10:01 < kanzure-> Hi nsh.
10:01 < kanzure-> I got your emails- Ed and I have talked before.
10:01 < kanzure-> *email
10:01 < kanzure-> http://edboyden.org/
10:17 < nsh> suspected as much
10:17 < nsh> btw, have you watched a japanese anime called Paprika?
10:17 < nsh> (film)
10:18 < kanzure-> No, I also haven't heard of it.
10:18 < nsh> ah, i watched it last night. you might like it 
10:19 < kanzure-> I do find it intersting that in the wired article there's more information on how to build Boyden's/Superkuh's TMS setup than either of them have previously released
10:19 < kanzure-> just by virtue of the photograph of the damn fscking breadbard
10:19 < kanzure-> *breadboard
10:19 < nsh> hah!
10:19 < kanzure-> *interesting
10:21  * nsh wonders about non-invasive optogenetic technology possibilities
10:22 < kanzure-> didn't that require some sort of genetic augmentation?

::::::

*PROBLEM REQUIREMENTS*.
Pick up the IRC chat log after its final line and keep it going.

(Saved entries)

::::::

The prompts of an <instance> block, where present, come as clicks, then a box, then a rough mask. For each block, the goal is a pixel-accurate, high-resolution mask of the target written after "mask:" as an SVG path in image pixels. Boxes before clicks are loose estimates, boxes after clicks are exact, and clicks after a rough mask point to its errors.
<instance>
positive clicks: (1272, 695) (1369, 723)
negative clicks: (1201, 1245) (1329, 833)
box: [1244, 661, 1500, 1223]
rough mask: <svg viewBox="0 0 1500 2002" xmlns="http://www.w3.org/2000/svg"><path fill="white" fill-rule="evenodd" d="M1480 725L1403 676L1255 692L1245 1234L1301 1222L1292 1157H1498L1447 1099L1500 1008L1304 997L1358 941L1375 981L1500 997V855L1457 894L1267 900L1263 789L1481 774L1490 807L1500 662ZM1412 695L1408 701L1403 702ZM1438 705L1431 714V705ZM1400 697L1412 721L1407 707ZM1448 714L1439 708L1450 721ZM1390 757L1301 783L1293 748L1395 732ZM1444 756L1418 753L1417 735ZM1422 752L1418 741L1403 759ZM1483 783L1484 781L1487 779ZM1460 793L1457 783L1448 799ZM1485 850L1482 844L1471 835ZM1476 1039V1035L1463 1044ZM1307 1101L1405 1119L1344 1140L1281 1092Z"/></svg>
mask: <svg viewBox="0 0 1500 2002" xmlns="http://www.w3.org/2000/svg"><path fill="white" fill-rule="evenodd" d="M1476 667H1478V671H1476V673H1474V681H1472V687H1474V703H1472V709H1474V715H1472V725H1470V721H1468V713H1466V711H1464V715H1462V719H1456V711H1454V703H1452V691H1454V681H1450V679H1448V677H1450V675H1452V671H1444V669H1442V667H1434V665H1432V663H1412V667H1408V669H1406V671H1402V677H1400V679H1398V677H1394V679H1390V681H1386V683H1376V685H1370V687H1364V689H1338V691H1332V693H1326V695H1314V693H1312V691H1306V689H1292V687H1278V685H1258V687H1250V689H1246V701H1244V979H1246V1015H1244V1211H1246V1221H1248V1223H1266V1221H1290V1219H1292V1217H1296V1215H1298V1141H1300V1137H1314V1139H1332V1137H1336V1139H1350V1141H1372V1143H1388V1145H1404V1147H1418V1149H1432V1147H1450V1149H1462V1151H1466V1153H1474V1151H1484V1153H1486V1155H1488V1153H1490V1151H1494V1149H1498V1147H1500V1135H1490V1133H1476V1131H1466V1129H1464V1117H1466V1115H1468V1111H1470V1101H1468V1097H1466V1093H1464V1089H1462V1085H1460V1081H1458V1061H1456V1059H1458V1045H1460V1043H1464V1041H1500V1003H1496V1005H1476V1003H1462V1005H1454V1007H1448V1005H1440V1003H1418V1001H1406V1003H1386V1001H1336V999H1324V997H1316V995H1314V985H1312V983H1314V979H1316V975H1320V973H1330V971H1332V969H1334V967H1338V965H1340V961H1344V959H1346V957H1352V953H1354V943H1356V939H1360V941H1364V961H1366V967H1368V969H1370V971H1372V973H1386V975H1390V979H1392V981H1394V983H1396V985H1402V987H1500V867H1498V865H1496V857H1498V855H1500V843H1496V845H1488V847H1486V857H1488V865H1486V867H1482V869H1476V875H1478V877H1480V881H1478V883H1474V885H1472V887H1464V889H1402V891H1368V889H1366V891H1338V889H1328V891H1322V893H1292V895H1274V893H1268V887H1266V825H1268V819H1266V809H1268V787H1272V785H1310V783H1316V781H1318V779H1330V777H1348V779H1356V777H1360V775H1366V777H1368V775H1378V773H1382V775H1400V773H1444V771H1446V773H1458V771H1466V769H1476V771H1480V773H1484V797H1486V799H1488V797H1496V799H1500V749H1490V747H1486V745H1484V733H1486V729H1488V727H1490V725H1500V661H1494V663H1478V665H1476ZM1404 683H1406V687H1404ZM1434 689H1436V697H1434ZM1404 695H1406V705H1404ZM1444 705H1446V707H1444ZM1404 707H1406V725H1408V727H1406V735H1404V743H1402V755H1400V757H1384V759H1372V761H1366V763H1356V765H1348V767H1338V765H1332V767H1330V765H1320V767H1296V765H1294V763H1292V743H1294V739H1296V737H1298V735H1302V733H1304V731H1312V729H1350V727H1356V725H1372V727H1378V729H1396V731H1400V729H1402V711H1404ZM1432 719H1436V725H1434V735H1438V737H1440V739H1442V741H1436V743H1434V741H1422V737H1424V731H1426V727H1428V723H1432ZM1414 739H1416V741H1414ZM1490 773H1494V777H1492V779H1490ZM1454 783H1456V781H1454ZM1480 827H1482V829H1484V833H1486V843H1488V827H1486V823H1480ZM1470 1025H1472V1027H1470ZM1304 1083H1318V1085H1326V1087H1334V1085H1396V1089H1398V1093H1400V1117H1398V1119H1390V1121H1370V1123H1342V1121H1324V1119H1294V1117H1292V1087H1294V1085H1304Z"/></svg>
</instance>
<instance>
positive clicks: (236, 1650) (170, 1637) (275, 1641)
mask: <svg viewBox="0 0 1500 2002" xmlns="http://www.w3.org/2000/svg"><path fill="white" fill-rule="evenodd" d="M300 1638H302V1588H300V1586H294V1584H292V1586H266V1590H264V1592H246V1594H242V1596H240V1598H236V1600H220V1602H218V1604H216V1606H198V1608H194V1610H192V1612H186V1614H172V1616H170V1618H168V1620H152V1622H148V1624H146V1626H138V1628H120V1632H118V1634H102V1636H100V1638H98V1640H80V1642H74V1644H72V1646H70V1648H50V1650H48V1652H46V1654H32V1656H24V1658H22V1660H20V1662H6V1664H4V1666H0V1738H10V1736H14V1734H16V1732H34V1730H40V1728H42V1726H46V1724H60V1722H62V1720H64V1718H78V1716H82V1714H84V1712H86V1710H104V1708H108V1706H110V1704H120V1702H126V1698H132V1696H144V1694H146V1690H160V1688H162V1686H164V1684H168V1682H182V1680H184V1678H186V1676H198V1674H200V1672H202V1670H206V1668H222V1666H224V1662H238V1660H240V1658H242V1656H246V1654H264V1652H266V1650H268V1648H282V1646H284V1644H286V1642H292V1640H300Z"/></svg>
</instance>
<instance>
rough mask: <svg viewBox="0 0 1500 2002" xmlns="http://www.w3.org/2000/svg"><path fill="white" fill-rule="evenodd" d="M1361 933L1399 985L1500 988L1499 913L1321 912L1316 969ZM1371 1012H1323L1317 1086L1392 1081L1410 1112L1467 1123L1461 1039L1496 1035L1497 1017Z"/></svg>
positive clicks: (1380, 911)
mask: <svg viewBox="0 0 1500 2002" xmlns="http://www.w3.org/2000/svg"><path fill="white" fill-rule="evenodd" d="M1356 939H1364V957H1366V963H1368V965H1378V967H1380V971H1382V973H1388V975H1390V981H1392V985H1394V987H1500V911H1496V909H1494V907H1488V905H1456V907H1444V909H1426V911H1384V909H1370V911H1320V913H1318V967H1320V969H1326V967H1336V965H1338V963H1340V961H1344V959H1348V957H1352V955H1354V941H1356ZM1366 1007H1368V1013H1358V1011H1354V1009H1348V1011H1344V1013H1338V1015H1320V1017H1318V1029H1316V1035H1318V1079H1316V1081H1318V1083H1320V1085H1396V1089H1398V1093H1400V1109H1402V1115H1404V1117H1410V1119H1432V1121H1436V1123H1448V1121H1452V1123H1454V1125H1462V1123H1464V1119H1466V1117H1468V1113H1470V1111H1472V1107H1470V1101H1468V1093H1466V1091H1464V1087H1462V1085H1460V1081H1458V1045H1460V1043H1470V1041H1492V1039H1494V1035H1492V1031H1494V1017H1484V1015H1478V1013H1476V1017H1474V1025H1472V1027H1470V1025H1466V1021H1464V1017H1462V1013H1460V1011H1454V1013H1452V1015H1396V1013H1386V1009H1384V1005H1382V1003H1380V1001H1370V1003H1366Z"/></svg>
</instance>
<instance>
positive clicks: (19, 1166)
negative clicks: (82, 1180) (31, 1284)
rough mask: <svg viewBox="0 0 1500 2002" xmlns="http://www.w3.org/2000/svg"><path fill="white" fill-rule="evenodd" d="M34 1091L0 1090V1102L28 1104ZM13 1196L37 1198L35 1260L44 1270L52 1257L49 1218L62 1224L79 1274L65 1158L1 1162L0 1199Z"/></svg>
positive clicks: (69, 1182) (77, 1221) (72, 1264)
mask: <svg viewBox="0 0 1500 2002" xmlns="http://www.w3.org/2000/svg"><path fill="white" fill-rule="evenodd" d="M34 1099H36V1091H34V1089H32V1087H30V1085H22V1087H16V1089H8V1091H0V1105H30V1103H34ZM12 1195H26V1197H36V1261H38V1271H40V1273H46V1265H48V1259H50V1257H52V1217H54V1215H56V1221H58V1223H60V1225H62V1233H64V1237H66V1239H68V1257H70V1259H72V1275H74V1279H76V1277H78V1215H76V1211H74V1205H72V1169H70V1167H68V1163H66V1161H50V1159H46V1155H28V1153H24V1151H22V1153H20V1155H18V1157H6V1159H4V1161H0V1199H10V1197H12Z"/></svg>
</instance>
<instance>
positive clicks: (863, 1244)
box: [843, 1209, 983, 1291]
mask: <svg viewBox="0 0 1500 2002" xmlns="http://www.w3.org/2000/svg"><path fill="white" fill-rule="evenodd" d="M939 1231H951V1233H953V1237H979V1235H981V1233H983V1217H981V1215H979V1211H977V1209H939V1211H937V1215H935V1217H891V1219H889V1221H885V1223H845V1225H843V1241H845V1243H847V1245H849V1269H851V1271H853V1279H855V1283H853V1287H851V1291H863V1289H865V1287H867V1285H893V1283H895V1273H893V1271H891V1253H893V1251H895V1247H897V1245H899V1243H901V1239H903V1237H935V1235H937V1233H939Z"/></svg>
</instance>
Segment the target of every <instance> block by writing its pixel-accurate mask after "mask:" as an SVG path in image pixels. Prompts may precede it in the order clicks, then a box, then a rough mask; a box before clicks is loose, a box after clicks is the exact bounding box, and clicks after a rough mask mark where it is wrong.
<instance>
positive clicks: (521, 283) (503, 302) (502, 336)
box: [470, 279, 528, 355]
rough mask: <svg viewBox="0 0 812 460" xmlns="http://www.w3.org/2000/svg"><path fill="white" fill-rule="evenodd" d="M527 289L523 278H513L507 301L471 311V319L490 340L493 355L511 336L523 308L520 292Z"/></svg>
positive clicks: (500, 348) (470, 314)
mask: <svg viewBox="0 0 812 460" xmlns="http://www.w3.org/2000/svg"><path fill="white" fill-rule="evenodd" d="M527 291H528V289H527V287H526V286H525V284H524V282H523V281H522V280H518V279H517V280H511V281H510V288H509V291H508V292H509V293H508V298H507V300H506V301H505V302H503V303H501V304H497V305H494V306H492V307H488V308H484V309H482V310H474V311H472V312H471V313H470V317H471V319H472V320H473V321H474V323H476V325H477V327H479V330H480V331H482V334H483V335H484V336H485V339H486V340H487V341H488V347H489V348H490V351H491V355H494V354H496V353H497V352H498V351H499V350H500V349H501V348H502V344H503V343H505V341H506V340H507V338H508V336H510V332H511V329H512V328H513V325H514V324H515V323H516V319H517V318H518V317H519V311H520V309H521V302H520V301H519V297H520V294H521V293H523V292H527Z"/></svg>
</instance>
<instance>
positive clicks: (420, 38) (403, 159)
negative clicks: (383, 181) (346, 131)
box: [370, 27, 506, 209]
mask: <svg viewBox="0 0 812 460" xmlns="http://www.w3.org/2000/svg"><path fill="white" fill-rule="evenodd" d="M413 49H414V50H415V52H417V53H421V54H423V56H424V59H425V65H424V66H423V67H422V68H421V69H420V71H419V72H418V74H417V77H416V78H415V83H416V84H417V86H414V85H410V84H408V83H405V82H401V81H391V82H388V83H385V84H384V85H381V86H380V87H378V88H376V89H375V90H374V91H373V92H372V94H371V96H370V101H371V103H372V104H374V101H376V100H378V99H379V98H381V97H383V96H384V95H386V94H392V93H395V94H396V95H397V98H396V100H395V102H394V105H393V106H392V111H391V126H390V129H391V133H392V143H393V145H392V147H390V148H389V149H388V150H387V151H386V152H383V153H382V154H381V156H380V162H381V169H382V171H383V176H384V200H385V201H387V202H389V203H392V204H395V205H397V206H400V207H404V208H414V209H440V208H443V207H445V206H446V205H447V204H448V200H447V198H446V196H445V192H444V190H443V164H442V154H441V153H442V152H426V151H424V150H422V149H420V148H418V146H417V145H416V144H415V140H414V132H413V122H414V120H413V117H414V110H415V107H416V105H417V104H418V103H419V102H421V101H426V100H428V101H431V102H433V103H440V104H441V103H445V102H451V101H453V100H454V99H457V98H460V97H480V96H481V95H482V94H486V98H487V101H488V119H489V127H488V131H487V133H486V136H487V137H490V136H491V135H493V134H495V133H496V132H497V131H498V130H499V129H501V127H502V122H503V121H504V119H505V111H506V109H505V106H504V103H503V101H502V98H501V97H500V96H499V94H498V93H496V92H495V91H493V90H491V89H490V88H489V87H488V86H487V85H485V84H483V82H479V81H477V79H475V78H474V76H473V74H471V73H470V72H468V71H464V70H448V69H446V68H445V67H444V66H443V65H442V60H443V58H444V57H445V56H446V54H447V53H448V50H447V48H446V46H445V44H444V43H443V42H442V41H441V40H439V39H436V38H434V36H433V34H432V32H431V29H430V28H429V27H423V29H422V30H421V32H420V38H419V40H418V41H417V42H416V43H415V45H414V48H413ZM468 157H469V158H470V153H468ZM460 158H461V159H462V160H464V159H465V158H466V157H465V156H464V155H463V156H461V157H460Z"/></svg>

::::::

*RESULT OF THIS TASK*.
10:23 < kanzure-> of course, with the microfluidics virus gradient reactor + my work with pinkarmy, that might be doable, but oncolytic viruses are supposed to only infect cancerous cells
10:23 < kanzure-> and adenoviruses kill some people, so :-(
10:23 < nsh> electroporation 
10:23 < nsh> might be an option
10:23 < nsh> if you could do that somehow noninvasively
10:23 < kanzure-> uhh
10:23 < kanzure-> yeah because the first thing in the morning that I plan to do
10:23 < kanzure-> is put my head into a giant fucking electroporator
10:24 < kanzure-> no thanks :)
10:24 < kanzure-> hehe
10:24 < nsh> hey, it's better than daytime tv
10:24 < nsh> :-)
10:24 < kanzure-> probably.
10:24 < nsh> btw, read your 2.2009 page on folder organisation
10:24 < kanzure-> oh?
10:24 < nsh> you should continue that story about the king and the 10 brightest men
10:24 < kanzure-> heh
10:25 < kanzure-> that was january btw
10:25 < nsh> ah, mybad
10:25 < kanzure-> a few days after dad died.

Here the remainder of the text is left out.